WORK INSTRUCTIONS:
A: The forum thread below is about a trip to Croatia and Bosnia. List every town and island named in the last paragraph of Vallicanus's reply.
B: Write the next post in the forum thread about a trip to Croatia and Bosnia, picking up after its last post.

SOURCE PASSAGE:
######
# Europe Forum > Travelling & Living in Europe >  My next trip

## julia90

soon i'm going in the balkans, i will visit Croatia and Bosnia (Medjugorje and some sea villages in Croatia).
What there is there interesting to visit? (Croatia and Bosnia)

----------


## julia90

Are Croats racist aginst italians?

----------


## Vallicanus

> soon i'm going in the balkans, i will visit Croatia and Bosnia (Medjugorje and some sea villages in Croatia).
> What there is there interesting to visit? (Croatia and Bosnia)


The whole Croatian coast is stunning...Rovinj, Pula with its Roman amphiteatre, Split with Diocletian's Palace as the basis of the old city, Dubrovnik, a perfect walled city, picturesque islands like Brac and Korcula (which claims Marco Polo's birthplace) and the Bosnian inland city of Mostar with its repaired hump-backed bridge and old Turkish quarter.
######
INPUT DATA:
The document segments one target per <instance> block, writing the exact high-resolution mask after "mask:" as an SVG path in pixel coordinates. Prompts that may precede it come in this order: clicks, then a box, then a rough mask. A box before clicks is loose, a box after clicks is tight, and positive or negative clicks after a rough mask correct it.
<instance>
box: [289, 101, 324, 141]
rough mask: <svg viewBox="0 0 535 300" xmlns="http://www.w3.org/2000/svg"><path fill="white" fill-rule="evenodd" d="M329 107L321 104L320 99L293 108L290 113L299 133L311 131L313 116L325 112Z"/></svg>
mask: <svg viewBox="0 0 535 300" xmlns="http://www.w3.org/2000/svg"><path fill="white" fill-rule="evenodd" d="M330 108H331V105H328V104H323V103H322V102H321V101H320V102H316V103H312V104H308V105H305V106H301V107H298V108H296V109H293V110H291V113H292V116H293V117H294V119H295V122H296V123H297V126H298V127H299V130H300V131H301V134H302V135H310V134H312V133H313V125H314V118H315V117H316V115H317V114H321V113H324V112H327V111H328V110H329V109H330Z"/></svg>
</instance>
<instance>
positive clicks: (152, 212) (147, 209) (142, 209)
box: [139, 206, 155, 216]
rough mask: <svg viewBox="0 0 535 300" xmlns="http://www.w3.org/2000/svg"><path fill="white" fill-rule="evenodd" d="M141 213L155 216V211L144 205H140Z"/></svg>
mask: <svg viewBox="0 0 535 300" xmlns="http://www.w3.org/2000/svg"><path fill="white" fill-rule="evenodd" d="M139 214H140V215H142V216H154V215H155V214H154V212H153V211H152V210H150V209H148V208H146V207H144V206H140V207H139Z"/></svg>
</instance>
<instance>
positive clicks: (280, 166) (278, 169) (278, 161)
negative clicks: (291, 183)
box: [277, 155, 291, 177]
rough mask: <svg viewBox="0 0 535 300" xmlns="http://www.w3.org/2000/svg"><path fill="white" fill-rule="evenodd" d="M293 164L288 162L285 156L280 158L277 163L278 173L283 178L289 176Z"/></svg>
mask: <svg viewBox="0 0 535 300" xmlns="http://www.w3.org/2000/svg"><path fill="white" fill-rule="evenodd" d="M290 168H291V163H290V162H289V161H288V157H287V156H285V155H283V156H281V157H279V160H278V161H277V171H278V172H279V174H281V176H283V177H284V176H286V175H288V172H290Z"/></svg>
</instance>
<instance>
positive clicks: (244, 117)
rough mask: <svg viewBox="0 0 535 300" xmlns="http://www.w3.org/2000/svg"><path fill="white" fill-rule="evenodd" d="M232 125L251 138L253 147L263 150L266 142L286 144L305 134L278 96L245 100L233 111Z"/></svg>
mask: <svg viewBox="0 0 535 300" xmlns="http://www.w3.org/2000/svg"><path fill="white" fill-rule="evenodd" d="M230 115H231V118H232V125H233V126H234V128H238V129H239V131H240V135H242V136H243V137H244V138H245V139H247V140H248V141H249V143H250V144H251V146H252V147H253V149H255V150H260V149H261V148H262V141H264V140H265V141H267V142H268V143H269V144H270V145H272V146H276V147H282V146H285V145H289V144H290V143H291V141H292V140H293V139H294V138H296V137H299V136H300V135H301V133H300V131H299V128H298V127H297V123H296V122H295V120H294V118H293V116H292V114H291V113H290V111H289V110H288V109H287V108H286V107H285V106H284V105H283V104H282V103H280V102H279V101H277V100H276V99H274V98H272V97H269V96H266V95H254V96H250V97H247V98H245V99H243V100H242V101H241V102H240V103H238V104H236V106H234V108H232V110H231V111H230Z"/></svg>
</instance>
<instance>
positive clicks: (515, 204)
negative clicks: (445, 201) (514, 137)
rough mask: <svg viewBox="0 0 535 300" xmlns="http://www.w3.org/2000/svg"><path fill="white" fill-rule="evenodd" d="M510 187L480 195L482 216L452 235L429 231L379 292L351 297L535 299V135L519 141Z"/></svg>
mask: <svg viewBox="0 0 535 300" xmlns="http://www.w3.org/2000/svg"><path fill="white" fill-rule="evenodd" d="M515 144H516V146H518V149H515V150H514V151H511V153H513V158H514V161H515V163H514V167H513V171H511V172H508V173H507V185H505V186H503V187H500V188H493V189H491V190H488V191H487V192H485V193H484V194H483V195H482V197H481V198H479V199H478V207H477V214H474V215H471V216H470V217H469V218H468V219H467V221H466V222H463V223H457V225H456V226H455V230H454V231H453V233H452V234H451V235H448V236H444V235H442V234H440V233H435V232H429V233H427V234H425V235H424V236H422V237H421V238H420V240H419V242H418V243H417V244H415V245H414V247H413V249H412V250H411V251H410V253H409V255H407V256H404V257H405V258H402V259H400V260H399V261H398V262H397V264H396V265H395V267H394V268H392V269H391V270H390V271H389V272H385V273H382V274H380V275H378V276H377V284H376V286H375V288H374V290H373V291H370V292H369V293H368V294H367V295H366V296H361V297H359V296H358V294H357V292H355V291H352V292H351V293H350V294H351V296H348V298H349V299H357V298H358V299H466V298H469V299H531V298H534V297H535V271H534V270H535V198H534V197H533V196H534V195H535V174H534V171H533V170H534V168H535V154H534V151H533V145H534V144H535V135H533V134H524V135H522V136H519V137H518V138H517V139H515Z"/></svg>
######
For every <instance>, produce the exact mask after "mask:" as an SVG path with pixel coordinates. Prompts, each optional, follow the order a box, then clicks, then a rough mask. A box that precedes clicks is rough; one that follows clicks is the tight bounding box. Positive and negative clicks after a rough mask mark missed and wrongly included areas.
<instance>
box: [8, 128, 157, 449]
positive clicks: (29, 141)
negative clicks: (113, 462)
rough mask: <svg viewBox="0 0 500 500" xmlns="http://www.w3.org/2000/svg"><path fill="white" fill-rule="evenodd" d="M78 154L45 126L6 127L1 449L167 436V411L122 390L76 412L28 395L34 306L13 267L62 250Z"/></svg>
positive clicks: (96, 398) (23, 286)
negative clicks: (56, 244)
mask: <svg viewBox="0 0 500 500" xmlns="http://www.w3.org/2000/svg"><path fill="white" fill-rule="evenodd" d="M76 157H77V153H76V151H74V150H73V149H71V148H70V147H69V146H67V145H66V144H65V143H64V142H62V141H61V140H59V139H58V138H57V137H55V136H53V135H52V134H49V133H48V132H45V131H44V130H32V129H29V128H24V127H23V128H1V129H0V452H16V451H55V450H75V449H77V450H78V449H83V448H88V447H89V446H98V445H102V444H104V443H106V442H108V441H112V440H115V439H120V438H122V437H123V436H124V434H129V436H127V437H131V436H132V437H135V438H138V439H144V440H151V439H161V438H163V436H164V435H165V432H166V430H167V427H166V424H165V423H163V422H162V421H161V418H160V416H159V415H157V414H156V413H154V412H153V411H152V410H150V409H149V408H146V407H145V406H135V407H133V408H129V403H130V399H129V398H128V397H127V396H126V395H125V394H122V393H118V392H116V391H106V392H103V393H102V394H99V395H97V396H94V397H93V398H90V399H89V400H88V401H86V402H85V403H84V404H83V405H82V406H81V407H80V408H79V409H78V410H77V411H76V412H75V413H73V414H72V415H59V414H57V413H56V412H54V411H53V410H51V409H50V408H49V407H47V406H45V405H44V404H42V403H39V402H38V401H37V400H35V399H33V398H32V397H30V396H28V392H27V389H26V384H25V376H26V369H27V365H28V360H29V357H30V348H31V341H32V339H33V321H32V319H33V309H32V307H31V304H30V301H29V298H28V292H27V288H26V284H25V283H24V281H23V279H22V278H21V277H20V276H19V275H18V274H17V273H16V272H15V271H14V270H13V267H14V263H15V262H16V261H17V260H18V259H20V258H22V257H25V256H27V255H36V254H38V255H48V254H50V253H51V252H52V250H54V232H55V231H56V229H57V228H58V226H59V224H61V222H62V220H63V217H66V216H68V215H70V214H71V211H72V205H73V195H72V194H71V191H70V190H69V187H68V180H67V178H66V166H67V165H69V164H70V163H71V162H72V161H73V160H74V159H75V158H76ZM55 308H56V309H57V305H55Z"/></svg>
######
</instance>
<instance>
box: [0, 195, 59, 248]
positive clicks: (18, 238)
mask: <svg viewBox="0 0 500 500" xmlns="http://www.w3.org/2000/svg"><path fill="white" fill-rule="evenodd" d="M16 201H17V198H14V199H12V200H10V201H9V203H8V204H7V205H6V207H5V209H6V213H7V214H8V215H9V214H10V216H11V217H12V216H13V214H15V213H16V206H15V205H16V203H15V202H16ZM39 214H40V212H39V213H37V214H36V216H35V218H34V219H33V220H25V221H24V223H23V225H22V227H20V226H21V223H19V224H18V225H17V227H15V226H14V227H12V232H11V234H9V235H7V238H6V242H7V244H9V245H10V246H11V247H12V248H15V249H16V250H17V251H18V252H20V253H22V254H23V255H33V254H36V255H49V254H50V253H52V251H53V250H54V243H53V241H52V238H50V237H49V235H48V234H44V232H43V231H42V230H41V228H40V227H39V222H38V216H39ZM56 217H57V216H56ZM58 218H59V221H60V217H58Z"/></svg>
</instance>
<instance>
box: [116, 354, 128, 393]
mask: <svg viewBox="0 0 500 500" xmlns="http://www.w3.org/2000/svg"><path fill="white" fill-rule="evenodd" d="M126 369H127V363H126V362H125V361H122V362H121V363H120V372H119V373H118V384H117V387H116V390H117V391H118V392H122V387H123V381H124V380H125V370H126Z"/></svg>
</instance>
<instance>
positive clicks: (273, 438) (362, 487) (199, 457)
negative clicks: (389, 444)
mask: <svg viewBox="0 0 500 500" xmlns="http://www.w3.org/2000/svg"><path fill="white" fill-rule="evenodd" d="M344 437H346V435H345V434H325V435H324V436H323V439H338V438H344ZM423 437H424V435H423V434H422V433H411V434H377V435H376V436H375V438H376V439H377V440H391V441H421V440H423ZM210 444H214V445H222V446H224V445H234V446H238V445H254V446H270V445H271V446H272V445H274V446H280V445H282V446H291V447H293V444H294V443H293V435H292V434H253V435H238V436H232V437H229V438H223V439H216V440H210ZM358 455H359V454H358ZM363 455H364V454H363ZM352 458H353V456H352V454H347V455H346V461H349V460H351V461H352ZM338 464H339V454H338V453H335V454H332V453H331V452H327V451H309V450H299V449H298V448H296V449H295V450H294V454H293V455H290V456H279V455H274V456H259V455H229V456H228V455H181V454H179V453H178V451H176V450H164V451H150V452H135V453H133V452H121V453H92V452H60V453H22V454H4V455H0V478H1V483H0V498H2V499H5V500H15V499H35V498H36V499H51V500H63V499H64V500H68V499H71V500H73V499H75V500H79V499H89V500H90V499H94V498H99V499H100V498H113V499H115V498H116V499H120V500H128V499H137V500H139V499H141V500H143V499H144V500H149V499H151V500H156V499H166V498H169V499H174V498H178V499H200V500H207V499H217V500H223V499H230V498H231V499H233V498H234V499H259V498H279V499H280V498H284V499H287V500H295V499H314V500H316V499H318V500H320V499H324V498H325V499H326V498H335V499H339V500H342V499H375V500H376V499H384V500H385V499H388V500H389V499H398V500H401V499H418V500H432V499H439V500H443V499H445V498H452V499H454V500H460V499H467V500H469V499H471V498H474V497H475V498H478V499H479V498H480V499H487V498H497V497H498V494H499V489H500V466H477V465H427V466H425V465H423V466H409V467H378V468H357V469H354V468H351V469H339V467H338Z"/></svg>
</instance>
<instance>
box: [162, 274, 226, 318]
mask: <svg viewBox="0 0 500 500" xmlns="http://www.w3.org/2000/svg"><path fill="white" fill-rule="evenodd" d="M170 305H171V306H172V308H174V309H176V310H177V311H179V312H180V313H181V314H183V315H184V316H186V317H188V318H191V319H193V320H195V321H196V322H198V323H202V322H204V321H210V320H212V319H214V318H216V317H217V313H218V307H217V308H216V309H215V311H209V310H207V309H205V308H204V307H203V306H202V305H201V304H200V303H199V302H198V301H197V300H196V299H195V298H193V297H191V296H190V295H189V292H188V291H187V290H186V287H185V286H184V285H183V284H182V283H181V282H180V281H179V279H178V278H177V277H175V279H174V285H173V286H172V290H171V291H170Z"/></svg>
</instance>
######
RESPONSES BY ITEM NUMBER:
A: Rovinj, Pula, Split, Dubrovnik, Brac, Korcula, Mostar

B:
Many Croatian coastal towns show Venetian architectural influence.

Don't forget Sarajevo in Bosnia where the murder of the Austrian Archduke Franz Ferdinand helped spark off WW1.

----------


## Riccardo

> Are Croats racist aginst italians?


Juls, I know many friends of mine that every year go there and don't have problems...As in every other place, until you don't provoke you won't have troubles! You have just to pay attention, as everywhere, to your loggages and not to be cheated!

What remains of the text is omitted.